Records of labeled boxes

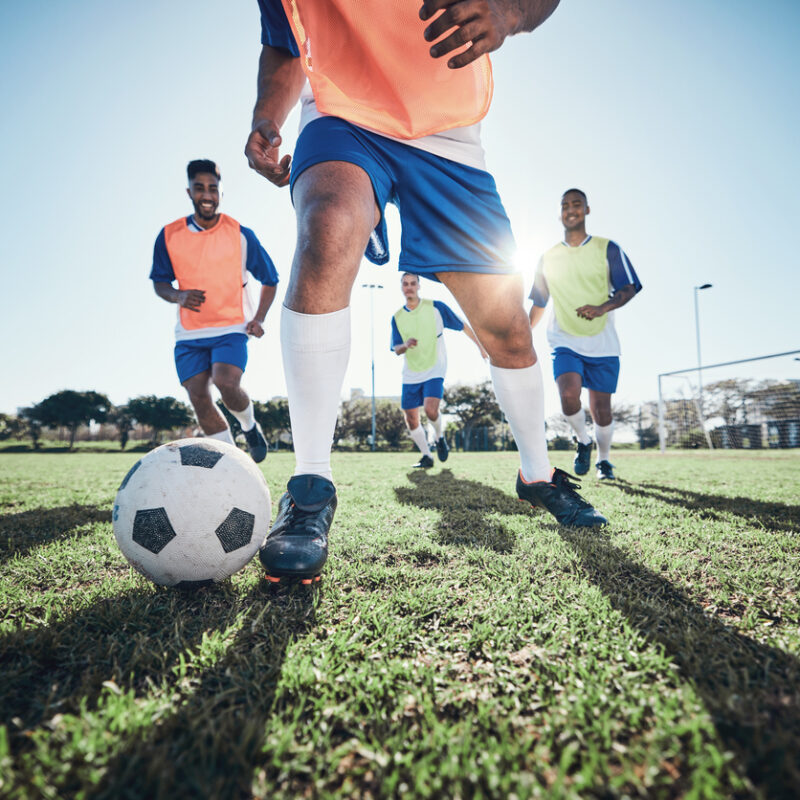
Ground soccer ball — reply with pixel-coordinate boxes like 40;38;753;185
112;439;271;588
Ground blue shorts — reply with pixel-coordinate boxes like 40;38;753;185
553;347;619;394
175;333;247;383
400;378;444;411
291;117;516;280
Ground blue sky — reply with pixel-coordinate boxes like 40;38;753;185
0;0;800;413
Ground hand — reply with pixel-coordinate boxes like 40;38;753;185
244;119;292;186
419;0;520;69
244;319;264;339
575;306;606;319
176;289;206;311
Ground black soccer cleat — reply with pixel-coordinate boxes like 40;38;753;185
595;460;617;481
242;422;268;464
258;475;336;583
572;442;592;475
517;468;608;528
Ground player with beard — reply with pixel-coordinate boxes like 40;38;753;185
245;0;606;581
530;189;642;480
150;159;278;461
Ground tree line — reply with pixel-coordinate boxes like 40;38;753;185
0;381;657;450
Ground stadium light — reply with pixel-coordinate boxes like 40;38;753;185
694;283;712;422
361;283;383;452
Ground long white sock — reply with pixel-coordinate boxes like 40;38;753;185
594;420;614;461
562;409;597;444
281;306;350;480
206;428;235;445
225;400;256;431
490;361;551;483
408;425;431;456
425;420;436;444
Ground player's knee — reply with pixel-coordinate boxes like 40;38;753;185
297;192;372;264
214;375;239;399
479;315;533;362
187;389;213;410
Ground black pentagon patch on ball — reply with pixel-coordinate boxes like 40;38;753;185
131;508;177;553
181;444;225;469
174;578;214;592
216;508;256;553
117;459;142;492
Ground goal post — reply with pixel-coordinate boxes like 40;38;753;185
658;350;800;453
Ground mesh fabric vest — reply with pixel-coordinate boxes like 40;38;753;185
164;214;244;330
394;300;438;372
281;0;493;139
542;236;608;336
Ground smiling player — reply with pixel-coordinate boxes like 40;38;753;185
150;159;278;461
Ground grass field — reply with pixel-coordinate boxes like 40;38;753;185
0;451;800;799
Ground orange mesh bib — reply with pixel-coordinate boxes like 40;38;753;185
164;214;244;330
281;0;493;139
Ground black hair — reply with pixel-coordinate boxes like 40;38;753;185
186;158;222;182
561;189;589;206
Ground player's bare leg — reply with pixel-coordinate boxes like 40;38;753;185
556;372;592;475
438;272;606;526
182;370;233;444
423;397;450;461
211;361;267;462
403;408;433;469
260;161;380;582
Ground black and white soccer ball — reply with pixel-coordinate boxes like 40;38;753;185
112;439;271;588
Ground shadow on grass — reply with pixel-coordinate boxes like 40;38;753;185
395;470;800;798
0;584;318;798
605;480;800;533
553;526;800;798
394;469;530;553
0;504;111;564
94;586;319;800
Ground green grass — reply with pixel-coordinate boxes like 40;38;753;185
0;451;800;800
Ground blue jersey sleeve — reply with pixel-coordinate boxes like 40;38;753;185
258;0;300;58
606;240;642;294
433;300;464;331
392;317;403;350
239;225;278;286
528;258;550;308
150;228;175;283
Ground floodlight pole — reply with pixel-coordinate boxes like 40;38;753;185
694;283;712;412
361;283;383;452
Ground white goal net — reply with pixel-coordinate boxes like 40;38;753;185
658;350;800;452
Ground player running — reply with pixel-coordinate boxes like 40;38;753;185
392;272;489;469
530;189;642;480
150;159;278;461
245;0;605;580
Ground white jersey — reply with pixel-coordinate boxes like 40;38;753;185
300;81;486;172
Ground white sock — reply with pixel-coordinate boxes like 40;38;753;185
281;306;350;480
425;420;436;444
206;428;235;446
490;361;551;483
562;408;597;444
594;420;614;461
225;400;256;431
408;425;431;456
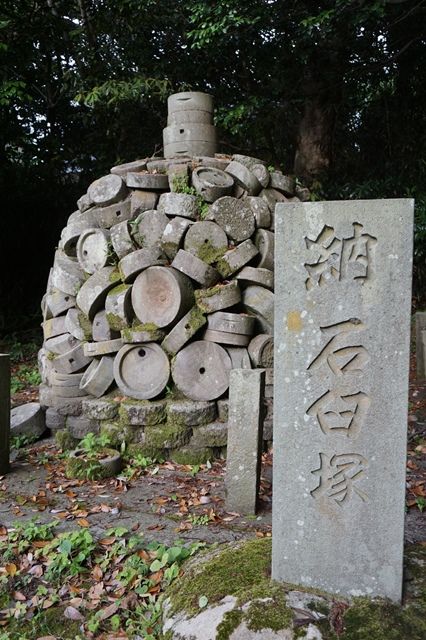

■ What needs to be done: Reproduce the data above with "stadium light" swapped for "stadium lamp" everywhere and nothing else altered, leaving out the pictures.

■ Complete response:
Ground soccer ball — reply with pixel-coordinate boxes like 40;38;753;185
112;439;271;588
Ground blue shorts — reply with pixel-coordinate boxes like 40;38;753;185
553;347;619;394
175;333;247;383
400;378;444;411
291;117;516;280
Ground blue sky — reply with pixel-coordinate boxes like 40;38;753;185
0;0;800;413
Ground hand — reply with pixel-coordinate boxes like 40;38;753;185
244;119;292;186
419;0;520;69
244;319;264;339
575;306;606;319
176;289;206;311
Ground black soccer cleat — reply with pixel-coordinate boxes like 40;38;753;185
595;460;617;481
242;422;268;464
258;475;336;583
572;442;592;475
517;468;608;528
Ground player with beard — reply with pixel-coordinate boxes like 40;38;753;185
245;0;606;581
530;189;642;480
150;159;278;461
Ground tree line — reply with pixel-coordinate boxes like 40;38;753;185
0;381;657;450
Ground stadium lamp — reply with pixel-coordinate boxes like 40;38;753;185
694;283;712;422
361;283;383;452
Ground long white sock — reply with pixel-coordinate boxes like 40;38;753;185
594;420;614;461
562;409;597;444
281;306;350;480
206;428;235;445
225;400;256;431
490;361;551;483
408;425;431;456
425;420;436;444
Ground player's knee — reply with pixel-coordinate boxes like 40;38;753;185
297;192;372;264
214;375;239;399
479;315;533;362
187;389;213;410
Ground black pentagon patch on ball — reply with pixel-coordinate boxes like 40;38;753;185
131;508;177;553
181;444;225;469
174;578;214;592
216;508;256;553
117;459;142;492
Ground goal post — reply with pixel-coordinate boxes like 40;38;753;185
658;350;800;453
Ground mesh fabric vest — reply with pixel-coordinate boxes like 40;38;753;185
164;214;244;330
394;300;438;372
281;0;493;139
542;236;608;336
Ground smiling player — reply with pixel-coordinate boxes like 40;38;753;185
150;159;278;461
Ground grass field — reply with pixel-coordinate boxes like 40;38;753;185
0;451;800;799
Ground orange mesh bib — reply with pixel-coordinate boxes like 40;38;753;185
164;214;244;330
281;0;493;139
Ground black hair — reply with pixel-coordinate boxes like 40;38;753;185
186;158;222;182
561;189;589;206
Ground player's bare leg — reply with pixel-coordinate boxes like 40;38;753;185
556;372;592;475
438;272;606;526
182;370;233;444
423;397;450;461
211;361;267;462
403;408;433;469
260;161;380;582
Ground black and white soccer ball — reply with pixel-coordinate boxes like 40;38;753;185
112;439;271;588
Ground shadow on grass — reply with pixel-coordinate boxes like 40;38;753;185
395;470;800;798
0;584;318;798
605;480;800;533
553;526;800;798
394;469;530;553
0;504;111;564
94;586;319;800
Ground green grass — reply with pixel-coordinate boxes like 40;38;753;185
0;451;800;800
Ground blue jersey sleeve — reply with pixel-coordinate boxes like 40;38;753;185
258;0;300;58
606;240;642;294
433;300;464;331
392;317;403;350
239;225;278;286
528;258;550;308
150;228;175;283
Ground floodlight pole — reply with pixel-coordinate boxes like 40;38;753;185
694;283;712;412
361;283;383;452
Ground white goal net — reply with pixel-coordinate boxes like 40;38;753;185
658;350;800;452
Ground player running — reply with pixel-coordinate boxes like 40;38;753;185
392;272;489;469
530;189;642;480
150;159;278;461
245;0;605;580
Ground white jersey — reply with pixel-coordinate boxes like 40;38;753;185
300;81;486;172
Ground white sock — reply with pixel-coordinate boxes like 40;38;753;185
281;306;350;480
425;420;436;444
206;428;235;446
490;361;551;483
562;408;597;444
594;420;614;461
225;400;256;431
408;425;431;456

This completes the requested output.